» **THE EXERCISE**
Copy out the records verbatim, starting with the line that contains "target: boy in blue jacket" and ending with the line that contains "rule: each instance of the boy in blue", both included.

» **DATASET ENTRIES**
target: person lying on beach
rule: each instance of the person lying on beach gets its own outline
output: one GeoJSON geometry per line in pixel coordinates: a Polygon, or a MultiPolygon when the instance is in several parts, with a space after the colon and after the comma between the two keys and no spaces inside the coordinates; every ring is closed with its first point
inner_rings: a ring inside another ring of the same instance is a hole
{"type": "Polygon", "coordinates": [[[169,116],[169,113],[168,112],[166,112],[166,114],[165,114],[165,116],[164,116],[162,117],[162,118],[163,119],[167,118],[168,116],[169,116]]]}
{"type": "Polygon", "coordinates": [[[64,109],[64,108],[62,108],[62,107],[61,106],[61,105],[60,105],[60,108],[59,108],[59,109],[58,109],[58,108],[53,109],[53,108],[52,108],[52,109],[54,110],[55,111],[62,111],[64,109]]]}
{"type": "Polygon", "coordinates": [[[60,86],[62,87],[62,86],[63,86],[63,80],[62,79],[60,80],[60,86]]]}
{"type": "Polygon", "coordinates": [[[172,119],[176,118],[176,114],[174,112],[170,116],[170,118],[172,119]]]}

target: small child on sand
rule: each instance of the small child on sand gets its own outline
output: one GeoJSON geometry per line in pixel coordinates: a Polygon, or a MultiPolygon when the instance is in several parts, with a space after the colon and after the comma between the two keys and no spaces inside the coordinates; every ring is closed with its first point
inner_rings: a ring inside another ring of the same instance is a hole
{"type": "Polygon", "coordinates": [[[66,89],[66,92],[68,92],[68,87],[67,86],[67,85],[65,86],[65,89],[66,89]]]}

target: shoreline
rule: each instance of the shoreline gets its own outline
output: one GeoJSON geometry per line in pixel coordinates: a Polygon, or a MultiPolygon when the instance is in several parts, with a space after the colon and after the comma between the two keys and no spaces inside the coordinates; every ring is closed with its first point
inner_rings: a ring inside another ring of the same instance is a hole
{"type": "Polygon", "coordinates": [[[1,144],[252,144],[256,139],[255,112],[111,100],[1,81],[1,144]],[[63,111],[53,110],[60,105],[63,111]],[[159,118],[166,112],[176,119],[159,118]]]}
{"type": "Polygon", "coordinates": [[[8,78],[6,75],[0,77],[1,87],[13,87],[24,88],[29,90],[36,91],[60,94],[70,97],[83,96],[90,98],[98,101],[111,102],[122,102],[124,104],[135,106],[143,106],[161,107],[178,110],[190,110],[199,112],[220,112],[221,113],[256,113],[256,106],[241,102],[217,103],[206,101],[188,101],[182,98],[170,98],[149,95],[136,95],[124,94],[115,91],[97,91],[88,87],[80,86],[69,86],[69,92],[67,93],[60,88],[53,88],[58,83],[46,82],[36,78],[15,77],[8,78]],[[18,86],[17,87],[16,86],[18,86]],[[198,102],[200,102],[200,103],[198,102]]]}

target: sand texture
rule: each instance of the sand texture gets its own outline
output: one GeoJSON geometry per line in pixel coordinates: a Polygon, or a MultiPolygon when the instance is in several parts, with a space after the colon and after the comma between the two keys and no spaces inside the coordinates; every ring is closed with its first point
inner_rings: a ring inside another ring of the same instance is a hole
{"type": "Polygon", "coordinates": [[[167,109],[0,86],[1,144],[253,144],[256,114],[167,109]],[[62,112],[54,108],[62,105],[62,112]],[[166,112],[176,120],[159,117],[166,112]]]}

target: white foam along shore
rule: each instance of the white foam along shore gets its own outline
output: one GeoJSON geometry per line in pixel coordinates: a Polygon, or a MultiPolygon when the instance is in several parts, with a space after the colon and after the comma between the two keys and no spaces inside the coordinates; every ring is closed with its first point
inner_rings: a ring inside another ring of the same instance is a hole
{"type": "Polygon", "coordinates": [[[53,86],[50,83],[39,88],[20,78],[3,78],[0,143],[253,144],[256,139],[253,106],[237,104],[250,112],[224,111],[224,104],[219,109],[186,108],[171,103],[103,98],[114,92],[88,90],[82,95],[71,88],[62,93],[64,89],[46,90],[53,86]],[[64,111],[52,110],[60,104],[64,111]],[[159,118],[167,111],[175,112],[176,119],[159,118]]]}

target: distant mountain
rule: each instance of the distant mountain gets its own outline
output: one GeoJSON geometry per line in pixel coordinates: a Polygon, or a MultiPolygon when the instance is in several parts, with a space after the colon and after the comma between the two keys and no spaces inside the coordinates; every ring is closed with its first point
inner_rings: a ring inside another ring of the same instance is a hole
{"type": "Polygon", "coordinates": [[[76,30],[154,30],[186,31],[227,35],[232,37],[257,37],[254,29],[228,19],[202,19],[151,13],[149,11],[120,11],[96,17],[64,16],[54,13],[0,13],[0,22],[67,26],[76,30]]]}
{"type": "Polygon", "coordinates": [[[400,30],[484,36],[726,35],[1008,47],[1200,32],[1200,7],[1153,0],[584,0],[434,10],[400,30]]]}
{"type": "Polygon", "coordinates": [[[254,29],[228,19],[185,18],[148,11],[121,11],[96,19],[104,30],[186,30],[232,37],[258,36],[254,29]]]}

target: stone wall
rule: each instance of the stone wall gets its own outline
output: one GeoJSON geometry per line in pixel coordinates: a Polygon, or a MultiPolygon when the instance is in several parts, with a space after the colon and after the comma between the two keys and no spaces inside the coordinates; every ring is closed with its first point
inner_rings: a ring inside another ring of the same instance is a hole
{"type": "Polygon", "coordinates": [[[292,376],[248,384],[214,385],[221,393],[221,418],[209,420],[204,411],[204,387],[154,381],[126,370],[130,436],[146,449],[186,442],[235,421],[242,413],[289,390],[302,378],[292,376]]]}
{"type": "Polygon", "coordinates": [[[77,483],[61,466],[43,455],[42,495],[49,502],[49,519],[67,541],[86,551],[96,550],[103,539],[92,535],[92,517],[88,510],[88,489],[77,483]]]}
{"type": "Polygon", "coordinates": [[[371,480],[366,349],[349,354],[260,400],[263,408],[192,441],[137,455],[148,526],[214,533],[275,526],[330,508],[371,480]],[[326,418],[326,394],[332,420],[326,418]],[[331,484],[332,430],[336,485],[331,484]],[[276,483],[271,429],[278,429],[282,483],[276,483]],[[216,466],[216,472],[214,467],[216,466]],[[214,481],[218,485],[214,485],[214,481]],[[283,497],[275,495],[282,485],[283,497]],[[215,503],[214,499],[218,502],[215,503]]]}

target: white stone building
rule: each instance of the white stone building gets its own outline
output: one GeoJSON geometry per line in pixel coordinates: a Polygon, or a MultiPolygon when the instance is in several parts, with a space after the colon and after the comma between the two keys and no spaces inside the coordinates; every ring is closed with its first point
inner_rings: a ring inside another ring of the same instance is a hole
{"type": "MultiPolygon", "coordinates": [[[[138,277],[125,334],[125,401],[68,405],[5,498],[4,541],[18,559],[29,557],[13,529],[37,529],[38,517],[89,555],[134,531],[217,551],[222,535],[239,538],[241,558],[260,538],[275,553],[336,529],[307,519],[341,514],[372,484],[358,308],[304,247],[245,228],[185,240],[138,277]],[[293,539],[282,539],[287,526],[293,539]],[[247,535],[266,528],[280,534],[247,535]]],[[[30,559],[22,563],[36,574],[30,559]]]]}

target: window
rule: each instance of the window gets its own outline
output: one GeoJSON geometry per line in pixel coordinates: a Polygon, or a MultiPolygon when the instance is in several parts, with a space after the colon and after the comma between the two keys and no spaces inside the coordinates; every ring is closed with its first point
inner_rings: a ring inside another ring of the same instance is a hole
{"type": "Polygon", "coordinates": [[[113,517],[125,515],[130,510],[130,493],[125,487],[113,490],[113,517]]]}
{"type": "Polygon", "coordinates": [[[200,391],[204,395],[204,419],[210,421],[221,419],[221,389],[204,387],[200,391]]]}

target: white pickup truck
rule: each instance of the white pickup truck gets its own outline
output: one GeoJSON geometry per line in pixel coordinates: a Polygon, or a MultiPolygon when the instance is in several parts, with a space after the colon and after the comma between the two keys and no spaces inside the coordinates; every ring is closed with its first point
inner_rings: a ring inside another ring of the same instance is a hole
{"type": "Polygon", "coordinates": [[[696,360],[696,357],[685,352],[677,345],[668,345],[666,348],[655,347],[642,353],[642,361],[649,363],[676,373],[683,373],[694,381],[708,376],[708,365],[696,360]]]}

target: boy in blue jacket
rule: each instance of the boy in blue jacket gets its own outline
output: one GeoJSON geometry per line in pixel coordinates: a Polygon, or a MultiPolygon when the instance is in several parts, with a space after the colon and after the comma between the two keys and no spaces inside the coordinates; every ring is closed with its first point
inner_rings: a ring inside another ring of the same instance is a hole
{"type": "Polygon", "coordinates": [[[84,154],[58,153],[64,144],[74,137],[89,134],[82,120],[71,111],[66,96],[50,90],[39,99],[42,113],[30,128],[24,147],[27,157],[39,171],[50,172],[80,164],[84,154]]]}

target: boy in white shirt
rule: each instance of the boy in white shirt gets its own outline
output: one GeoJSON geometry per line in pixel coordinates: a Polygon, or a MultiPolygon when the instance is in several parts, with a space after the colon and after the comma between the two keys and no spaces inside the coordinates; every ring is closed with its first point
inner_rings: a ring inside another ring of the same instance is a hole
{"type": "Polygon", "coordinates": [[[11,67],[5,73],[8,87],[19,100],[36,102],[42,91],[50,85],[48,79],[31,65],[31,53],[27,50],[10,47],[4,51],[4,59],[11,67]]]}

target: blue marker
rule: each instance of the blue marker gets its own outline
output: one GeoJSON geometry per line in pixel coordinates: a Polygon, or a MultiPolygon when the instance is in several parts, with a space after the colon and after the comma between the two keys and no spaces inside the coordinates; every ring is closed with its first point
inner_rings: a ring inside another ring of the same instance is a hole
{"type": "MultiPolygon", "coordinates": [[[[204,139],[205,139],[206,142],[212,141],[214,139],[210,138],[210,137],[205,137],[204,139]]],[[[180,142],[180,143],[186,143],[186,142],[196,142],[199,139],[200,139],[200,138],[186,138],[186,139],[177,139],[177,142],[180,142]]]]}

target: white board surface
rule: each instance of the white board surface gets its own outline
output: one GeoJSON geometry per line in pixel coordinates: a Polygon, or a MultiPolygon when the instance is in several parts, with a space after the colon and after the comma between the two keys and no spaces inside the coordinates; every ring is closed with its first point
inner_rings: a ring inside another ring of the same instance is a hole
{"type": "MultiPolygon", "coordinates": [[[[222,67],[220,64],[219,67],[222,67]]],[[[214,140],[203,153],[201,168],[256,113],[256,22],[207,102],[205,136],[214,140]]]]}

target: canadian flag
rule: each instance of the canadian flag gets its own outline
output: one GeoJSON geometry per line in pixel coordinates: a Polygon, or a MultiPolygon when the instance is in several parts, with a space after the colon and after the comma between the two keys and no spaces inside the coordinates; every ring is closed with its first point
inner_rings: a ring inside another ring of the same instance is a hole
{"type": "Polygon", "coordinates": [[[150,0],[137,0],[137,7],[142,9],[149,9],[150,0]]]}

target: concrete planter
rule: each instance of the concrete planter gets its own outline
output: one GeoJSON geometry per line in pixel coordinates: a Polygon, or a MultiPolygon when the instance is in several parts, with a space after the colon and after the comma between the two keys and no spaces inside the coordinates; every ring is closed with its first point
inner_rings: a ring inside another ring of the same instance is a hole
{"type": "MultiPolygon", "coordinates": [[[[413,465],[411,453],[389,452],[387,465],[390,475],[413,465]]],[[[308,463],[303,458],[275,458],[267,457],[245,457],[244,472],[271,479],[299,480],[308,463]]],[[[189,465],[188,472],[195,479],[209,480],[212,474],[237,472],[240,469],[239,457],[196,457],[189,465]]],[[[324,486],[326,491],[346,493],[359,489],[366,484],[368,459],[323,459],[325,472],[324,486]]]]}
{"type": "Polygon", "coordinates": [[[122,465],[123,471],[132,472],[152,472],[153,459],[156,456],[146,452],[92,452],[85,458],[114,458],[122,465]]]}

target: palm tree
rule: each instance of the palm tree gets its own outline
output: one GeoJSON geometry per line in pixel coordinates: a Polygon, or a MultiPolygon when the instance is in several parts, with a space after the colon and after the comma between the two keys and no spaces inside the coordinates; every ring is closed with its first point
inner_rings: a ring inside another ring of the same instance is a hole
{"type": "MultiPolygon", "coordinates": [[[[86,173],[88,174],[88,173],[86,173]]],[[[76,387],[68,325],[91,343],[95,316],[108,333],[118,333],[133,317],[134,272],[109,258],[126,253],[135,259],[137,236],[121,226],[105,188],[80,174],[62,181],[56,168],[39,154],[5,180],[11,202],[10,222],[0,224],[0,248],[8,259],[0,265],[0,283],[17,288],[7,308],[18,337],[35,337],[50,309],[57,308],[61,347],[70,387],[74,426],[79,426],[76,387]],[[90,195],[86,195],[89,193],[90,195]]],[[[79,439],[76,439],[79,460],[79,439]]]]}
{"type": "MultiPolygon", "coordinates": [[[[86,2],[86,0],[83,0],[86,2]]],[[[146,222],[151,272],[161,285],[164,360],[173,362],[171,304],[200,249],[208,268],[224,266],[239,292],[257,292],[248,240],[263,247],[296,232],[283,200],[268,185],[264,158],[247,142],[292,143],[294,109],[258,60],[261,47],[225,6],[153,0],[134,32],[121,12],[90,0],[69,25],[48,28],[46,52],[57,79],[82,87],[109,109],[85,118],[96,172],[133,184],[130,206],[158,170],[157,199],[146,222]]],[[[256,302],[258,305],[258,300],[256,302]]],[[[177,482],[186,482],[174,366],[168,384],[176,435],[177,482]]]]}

» **REPLY**
target: boy in blue jacket
rule: each instance of the boy in blue jacket gets its own outline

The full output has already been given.